Given exercise A = In the commentary on Pilate and Barabbas, what was the Greek word Luke uses for "urgent" used to describe?
Given exercise B = Copy the commentary on Pilate and Barabbas word for word, starting with "That is because" and going on through "to release Barabbas.".

Extract =
┌──
That is because we are fairly sure it is not canon. It seems like it was added in by manuscript scribes who were too eager to try and explain the custom of a prisoner being released at Passover.
However, we do get explanations from Matthew and Mark that are inspired:
(Matthew 27:15-16 ESV) Now at the feast the governor was accustomed to release for the crowd any one prisoner whom they wanted. And they had then a notorious prisoner called Barabbas.
(Mark 15:6-7 ESV) Now at the feast he used to release for them one prisoner for whom they asked. And among the rebels in prison, who had committed murder in the insurrection, there was a man called Barabbas.
So at the feast of the Passover, the Romans would release one prisoner in a sort of celebration of jubilee
Pilate wants to seize that custom as an opportunity to release Barabbas.
Now, if we were trying to harmonize the Gospels into one narrative, it seems like the break in between verses 16 and 18, would’ve been the time when Pilate gets the message from his wife about the dream.
That is where Matthew places it. Right after Pilate decides he wants to release Jesus.
So it seems like he is receiving this message and while he is receiving it, the crowd is whipped up into a frenzy and they take his brief silence as an opportunity to cry out for Jesus to be crucified
Barabbas was a murdering insurrectionist (v. 19).
Jesus was a completely innocent Man.
And in light of this, Pilate pleads with them again (v. 20), but they continue to cry out for Jesus to be taken to the cross (v. 21).
And then, a third and final time, he tries to persuade the people:
“Why? What evil has he done? I have found in Him no guilt deserving death. I will therefore punish and release Him.” (v. 22)
But Luke says that they are “urgent.” The Greek word means insistent. It was a word used to describe coals that would not stop burning.
That is the picture Luke is painting of this crowd. They are relentless in their burning anger and it will only be satisfied by seeing Jesus hung on the cross.
Luke says that their voices prevailed and Pilate gives in. He consents to releasing Barabbas and delivering Jesus over to the people to be crucified (v. 23-25).
└──
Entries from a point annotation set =
┌──
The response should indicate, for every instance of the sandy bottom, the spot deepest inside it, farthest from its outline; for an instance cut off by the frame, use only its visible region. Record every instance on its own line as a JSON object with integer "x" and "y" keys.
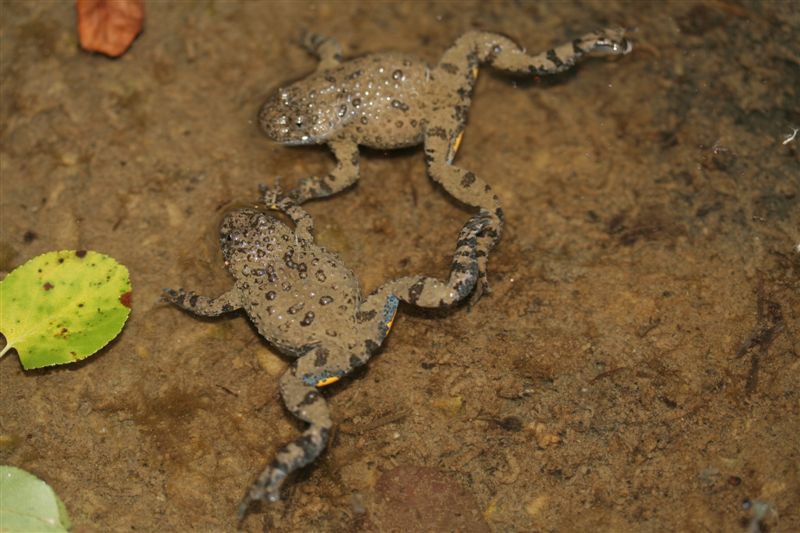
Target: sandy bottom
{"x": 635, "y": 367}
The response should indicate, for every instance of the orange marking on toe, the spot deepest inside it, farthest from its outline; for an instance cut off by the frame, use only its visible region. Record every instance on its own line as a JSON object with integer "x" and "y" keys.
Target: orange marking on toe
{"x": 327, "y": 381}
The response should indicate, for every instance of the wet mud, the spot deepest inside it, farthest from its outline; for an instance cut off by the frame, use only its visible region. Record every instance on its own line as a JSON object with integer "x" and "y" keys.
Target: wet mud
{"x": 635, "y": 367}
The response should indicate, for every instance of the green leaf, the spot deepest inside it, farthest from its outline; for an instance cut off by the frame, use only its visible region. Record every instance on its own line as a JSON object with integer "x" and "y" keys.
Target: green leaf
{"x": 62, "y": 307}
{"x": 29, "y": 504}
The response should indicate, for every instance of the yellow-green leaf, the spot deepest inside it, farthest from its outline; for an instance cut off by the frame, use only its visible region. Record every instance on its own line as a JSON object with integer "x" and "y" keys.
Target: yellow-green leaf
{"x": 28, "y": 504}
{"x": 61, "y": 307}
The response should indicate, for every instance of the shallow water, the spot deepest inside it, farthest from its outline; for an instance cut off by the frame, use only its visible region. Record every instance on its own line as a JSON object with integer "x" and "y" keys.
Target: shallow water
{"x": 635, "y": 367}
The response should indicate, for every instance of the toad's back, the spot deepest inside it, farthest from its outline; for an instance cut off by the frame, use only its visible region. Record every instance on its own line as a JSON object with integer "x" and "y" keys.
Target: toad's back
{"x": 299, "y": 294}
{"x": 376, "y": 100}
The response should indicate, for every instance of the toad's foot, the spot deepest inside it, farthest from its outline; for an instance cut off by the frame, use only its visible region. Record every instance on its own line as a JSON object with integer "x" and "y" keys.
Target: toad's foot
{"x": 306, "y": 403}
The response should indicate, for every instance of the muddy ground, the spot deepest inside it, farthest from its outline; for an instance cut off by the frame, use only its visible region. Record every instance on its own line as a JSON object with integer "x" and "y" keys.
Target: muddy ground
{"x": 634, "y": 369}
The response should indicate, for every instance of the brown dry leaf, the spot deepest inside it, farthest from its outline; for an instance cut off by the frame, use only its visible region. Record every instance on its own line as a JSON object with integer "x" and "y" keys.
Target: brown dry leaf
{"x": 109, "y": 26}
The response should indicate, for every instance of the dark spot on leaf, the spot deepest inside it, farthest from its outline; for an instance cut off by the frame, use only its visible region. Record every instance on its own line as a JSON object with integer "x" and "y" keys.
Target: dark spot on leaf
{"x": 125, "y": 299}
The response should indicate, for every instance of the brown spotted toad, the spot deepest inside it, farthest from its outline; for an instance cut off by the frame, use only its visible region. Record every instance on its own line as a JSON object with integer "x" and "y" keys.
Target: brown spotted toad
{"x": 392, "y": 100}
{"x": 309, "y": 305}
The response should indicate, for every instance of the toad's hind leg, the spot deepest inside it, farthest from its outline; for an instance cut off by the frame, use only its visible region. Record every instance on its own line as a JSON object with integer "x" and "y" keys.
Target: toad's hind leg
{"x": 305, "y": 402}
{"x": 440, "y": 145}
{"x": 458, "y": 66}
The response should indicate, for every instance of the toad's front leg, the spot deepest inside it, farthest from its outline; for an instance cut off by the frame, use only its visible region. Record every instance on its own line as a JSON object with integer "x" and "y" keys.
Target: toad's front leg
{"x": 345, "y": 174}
└──
┌──
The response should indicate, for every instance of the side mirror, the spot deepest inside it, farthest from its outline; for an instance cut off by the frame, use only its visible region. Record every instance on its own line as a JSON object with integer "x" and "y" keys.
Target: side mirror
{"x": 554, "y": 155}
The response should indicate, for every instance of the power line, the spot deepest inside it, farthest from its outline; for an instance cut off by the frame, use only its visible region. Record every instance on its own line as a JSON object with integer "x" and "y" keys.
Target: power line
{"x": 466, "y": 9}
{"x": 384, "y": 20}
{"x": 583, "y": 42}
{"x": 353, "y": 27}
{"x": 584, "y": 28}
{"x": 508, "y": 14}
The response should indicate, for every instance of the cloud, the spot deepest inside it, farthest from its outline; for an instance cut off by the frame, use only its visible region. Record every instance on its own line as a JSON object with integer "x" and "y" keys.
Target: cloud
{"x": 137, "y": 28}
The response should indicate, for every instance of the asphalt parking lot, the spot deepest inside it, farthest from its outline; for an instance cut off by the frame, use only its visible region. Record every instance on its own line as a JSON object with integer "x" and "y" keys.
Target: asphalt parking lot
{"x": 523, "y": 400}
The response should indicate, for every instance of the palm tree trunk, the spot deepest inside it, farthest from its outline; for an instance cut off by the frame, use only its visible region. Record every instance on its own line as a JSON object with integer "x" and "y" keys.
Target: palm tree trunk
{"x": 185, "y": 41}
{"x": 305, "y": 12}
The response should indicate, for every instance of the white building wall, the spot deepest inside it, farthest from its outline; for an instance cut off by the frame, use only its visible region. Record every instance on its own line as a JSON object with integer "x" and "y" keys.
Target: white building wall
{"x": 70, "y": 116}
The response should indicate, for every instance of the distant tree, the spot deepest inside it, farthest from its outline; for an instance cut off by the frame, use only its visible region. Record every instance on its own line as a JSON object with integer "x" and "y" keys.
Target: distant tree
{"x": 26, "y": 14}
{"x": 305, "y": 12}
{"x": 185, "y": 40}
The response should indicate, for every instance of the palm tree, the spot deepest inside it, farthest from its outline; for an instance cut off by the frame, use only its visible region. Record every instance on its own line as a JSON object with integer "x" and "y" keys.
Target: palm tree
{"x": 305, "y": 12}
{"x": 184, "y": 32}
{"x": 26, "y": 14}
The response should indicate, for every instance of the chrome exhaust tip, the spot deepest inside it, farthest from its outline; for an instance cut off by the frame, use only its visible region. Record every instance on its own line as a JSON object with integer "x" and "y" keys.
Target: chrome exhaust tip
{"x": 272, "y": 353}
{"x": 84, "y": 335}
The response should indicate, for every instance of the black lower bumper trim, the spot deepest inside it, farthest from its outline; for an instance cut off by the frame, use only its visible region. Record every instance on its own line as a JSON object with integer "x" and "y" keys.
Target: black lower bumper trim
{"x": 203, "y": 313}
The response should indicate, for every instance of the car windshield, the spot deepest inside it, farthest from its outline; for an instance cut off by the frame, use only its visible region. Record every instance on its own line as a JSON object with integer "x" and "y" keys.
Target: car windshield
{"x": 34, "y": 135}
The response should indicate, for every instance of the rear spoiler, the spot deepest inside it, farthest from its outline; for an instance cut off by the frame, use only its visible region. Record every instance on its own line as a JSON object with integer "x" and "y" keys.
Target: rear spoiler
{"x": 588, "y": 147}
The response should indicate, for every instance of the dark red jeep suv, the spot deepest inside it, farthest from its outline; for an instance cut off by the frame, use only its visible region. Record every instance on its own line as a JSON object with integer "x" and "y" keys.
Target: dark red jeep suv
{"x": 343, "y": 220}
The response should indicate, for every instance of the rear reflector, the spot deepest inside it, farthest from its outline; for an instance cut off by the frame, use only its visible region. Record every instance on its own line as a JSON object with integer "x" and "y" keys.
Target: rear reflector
└──
┌──
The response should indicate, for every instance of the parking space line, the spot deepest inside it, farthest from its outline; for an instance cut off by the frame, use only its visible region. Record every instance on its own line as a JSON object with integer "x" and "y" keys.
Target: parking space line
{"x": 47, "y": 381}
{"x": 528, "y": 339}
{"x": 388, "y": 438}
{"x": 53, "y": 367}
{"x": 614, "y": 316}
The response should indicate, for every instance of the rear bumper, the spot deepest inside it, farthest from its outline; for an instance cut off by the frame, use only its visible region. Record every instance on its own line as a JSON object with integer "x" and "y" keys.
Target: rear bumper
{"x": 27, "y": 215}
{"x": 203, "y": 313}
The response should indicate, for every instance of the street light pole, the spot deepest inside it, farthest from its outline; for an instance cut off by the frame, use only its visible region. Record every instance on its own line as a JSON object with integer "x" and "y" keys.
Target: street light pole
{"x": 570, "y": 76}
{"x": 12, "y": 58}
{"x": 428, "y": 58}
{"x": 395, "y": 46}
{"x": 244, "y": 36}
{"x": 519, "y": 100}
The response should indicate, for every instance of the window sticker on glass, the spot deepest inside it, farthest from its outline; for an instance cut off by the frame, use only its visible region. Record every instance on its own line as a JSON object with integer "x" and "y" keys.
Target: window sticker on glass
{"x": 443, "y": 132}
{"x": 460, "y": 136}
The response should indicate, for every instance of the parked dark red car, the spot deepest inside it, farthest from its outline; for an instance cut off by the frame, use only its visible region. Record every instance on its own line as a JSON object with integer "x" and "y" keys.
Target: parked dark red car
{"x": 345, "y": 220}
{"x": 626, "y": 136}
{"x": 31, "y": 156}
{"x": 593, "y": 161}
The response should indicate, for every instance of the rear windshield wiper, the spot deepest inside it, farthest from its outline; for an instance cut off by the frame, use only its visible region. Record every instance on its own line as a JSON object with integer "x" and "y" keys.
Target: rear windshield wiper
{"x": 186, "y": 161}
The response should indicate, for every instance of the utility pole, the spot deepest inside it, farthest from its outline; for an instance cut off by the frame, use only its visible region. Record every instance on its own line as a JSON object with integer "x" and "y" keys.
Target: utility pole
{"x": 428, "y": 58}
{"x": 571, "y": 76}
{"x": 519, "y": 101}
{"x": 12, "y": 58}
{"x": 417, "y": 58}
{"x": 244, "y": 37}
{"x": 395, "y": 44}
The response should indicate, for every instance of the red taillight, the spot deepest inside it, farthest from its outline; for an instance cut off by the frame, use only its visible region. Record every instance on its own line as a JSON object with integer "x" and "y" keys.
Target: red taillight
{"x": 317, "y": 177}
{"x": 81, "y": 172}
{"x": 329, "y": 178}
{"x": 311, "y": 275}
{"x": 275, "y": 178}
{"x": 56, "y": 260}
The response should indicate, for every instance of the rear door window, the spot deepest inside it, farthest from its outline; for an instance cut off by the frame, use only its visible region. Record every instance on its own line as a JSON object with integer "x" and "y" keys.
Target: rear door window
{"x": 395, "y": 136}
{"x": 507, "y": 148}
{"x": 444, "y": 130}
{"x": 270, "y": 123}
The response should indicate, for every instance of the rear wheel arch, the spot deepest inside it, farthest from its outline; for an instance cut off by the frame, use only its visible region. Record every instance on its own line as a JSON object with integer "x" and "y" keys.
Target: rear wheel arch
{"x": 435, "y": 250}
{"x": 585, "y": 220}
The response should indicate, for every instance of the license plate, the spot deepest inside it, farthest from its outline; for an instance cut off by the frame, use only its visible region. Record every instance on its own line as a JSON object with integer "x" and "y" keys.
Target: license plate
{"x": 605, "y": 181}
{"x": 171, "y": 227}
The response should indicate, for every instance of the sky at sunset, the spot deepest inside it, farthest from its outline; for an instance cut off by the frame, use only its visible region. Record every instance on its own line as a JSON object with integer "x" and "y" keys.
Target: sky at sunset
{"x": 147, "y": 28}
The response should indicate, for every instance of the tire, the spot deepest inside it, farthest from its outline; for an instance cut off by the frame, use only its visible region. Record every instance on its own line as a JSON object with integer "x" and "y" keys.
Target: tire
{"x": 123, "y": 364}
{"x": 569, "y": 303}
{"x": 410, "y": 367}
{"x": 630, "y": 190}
└──
Output A = Coals that would not stop burning.

Output B =
That is because we are fairly sure it is not canon. It seems like it was added in by manuscript scribes who were too eager to try and explain the custom of a prisoner being released at Passover.
However, we do get explanations from Matthew and Mark that are inspired:
(Matthew 27:15-16 ESV) Now at the feast the governor was accustomed to release for the crowd any one prisoner whom they wanted. And they had then a notorious prisoner called Barabbas.
(Mark 15:6-7 ESV) Now at the feast he used to release for them one prisoner for whom they asked. And among the rebels in prison, who had committed murder in the insurrection, there was a man called Barabbas.
So at the feast of the Passover, the Romans would release one prisoner in a sort of celebration of jubilee
Pilate wants to seize that custom as an opportunity to release Barabbas.